### Aim
Write out the lines of the records verbatim, starting with the line containing "Could you provide the mask of every instance of the pendant" and continuing through the line containing "M142 36L144 36L144", with both of those lines included.

Annotation dataset entries
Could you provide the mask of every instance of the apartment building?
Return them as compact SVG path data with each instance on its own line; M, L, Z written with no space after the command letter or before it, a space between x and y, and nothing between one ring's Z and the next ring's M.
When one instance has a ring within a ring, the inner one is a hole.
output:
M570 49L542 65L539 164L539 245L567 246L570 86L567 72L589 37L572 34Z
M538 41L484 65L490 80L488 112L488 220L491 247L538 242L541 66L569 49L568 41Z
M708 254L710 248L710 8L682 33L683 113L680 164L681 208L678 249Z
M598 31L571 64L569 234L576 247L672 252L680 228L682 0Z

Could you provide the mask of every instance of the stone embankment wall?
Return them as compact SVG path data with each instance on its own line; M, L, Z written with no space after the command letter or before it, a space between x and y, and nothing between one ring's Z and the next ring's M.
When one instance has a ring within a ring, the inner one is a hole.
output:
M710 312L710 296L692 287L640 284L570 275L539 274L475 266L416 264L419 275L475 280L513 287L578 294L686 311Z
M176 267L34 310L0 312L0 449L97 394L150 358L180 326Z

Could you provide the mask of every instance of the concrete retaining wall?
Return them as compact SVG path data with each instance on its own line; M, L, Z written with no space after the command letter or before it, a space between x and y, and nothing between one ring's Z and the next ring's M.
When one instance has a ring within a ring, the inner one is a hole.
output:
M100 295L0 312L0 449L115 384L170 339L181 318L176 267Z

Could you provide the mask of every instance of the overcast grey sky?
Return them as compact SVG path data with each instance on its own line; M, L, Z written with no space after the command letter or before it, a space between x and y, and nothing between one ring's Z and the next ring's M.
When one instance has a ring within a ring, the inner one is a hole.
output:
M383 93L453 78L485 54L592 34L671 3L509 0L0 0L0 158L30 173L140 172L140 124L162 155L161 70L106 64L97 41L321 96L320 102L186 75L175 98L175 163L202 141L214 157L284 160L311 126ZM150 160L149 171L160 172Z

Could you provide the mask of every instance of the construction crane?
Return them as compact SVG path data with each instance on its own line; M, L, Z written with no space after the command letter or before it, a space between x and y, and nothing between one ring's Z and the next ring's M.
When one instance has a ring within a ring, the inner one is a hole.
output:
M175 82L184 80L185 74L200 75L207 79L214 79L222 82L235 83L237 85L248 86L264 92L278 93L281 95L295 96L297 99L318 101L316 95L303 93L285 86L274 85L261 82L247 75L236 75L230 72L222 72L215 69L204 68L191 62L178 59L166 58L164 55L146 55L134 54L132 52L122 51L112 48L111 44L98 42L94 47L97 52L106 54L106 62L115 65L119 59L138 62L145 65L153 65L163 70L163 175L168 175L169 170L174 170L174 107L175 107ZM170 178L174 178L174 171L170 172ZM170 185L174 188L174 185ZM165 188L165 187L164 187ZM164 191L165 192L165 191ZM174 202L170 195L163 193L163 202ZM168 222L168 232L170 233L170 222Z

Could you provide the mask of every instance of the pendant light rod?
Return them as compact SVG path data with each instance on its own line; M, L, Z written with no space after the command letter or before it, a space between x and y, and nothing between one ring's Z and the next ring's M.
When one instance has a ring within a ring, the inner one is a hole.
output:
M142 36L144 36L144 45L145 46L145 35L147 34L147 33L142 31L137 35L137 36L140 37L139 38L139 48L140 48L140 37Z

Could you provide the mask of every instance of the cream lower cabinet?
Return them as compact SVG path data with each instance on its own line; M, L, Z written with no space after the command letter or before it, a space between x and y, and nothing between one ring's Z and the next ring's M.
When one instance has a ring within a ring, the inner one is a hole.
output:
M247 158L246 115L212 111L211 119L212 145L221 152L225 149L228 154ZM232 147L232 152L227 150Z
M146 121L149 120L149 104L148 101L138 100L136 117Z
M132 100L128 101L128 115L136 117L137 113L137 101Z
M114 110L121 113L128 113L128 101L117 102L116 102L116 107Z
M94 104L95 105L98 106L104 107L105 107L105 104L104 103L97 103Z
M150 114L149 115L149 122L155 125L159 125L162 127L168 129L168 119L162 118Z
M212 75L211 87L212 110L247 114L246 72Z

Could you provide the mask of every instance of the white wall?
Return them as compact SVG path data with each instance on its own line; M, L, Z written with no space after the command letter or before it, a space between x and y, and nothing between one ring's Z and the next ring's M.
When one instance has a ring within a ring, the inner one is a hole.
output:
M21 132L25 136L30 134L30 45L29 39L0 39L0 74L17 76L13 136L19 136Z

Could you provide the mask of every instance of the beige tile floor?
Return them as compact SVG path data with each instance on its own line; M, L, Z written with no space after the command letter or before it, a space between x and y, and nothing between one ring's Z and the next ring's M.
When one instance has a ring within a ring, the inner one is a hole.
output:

### Problem solution
Could you provide the mask of every instance of the pendant light rod?
Return them as compact SVG path data with each instance on its own line; M, L, Z written with no space after the command letter or before it, a space between x and y, and nothing between one ring's Z and the next ring's M.
When one instance has a ring within a ring, the inner one is a hole.
output:
M142 36L144 36L144 45L145 46L145 35L147 34L147 33L142 31L137 35L137 36L140 37L139 38L139 48L140 48L140 37Z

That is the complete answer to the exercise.